_To do_
Your task is to repeat the entries exactly. Leave the pictures out.

_Supplied material_
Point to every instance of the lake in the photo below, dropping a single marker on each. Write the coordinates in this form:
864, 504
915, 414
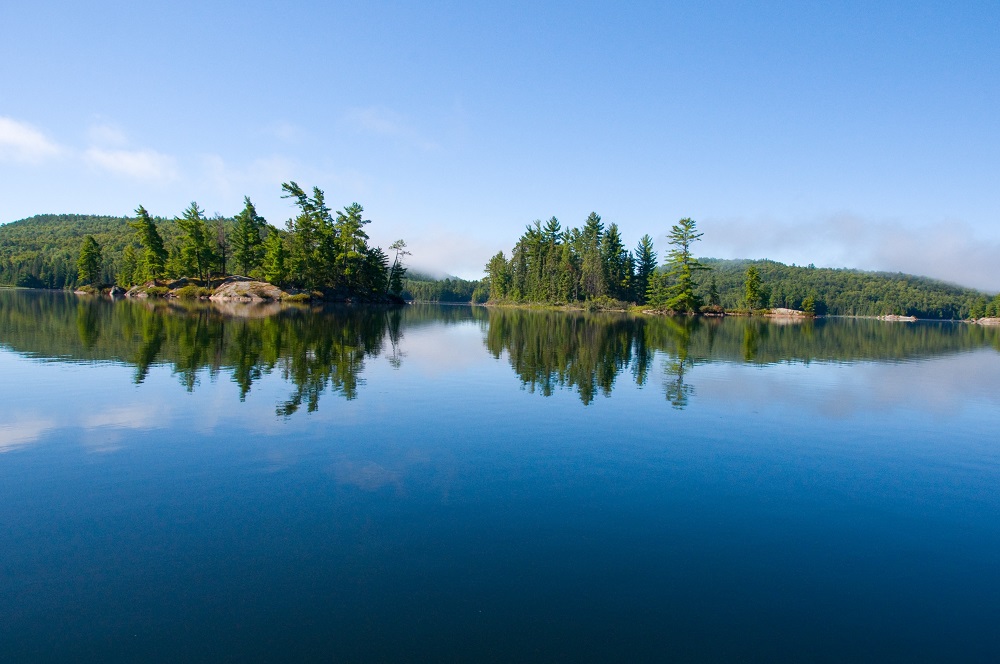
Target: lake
196, 482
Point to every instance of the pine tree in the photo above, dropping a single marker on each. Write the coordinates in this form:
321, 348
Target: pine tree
752, 289
90, 262
154, 254
275, 259
196, 250
248, 238
681, 265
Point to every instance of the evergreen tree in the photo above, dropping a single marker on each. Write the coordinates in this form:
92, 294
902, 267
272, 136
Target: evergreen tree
223, 247
752, 289
398, 270
351, 242
275, 259
615, 262
313, 239
154, 255
592, 280
196, 250
498, 277
90, 262
681, 265
248, 238
127, 267
713, 293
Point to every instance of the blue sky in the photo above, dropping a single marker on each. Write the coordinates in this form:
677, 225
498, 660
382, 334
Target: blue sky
849, 134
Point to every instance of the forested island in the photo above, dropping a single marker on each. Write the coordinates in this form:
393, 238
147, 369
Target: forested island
325, 254
320, 254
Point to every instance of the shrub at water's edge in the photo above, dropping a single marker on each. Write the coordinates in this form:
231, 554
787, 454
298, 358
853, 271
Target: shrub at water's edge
584, 267
319, 251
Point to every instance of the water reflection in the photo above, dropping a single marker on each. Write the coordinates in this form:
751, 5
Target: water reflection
315, 349
589, 352
319, 350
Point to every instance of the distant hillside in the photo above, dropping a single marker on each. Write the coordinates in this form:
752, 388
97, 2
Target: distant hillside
843, 292
41, 251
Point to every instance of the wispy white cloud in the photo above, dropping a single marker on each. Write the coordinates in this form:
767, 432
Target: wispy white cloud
146, 165
950, 250
23, 143
385, 122
107, 135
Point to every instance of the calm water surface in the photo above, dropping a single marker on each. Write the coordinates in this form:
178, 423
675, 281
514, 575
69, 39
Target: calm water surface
455, 484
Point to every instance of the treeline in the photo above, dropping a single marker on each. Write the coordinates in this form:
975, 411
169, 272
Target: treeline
591, 265
319, 250
589, 353
316, 350
421, 288
843, 292
551, 265
43, 251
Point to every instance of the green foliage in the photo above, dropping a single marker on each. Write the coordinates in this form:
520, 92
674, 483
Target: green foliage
676, 290
752, 289
440, 290
645, 266
841, 292
152, 260
196, 253
398, 270
248, 239
275, 265
90, 261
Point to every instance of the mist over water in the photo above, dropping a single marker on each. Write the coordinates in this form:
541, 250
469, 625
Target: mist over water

_Task output_
Point to every instance of the lake in the photo below, dropping a single marker on each. Write the coordinates in this form:
864, 504
915, 414
Target: lake
196, 482
Point to every instance of the pine tree in the photo above, dropping a single marker on each. Write the coordinates in this form:
321, 348
Target: pine tree
752, 289
90, 262
154, 254
275, 259
196, 250
248, 238
681, 265
Point to every instance of the evergreen tree in the photo above, dropping a single marker on each. Write the coordinates in this form:
92, 294
902, 267
272, 136
Target: evergreen tree
223, 247
752, 289
398, 270
351, 242
275, 259
615, 262
313, 239
154, 255
592, 280
196, 250
498, 277
90, 262
681, 265
248, 238
127, 267
713, 293
Point to every instance of the blue sky in the photo above, dropping a single marker on each. Write the coordinates in this form:
677, 225
498, 660
382, 334
Target: blue sky
849, 134
Point to every instance of the forested island in the photo above, dropping a single marker on each. Write the coordinates in this form:
393, 238
147, 369
Target: forested island
325, 254
320, 254
Point to every instance of the shrub at water's edge in the photo above, dropping a single marker on each. Write the coordinates in this form:
231, 554
787, 454
298, 358
853, 271
Target: shrub at water's edge
584, 267
319, 251
Point to every instance of the water reflection in the photo above, dropping a single marker on each. Write the coordinates in this form:
751, 5
Target: water reflection
315, 349
589, 352
319, 350
Point to every instance of the distant hillside in the photo above, dropping a single marker on each. Write the coordinates in this form:
752, 388
97, 2
Target: distant hillside
843, 292
41, 251
Point to every instance of the wispy white cloud in the photo above, dropping a single marker on each. Write the coordinates in this form:
767, 432
Target: wispy white cloud
146, 165
950, 250
23, 143
385, 122
107, 135
Point to every instance of the calm water surface in the photo above, dropping a single marker on each. Write the coordinates in this form:
178, 423
675, 281
514, 575
69, 39
Target: calm water surface
455, 484
Point to every instance of the treeline in the photo above, dropping a single marker on each. Write the coordinates in this form:
975, 411
169, 272
Target: treeline
591, 265
319, 250
589, 353
316, 350
421, 288
843, 292
551, 265
43, 251
Point to every instance of the green foliage in the photo above, dropping a single marker on each. Write the coordinates in this form:
520, 92
674, 483
Target: green foliage
676, 290
752, 289
440, 290
645, 266
841, 292
152, 260
196, 253
398, 270
248, 239
275, 265
90, 261
Point to every instance of the mist over water in the photo above, dropping a single marker on each. Write the coordinates in this form:
541, 250
469, 625
Target: mist over water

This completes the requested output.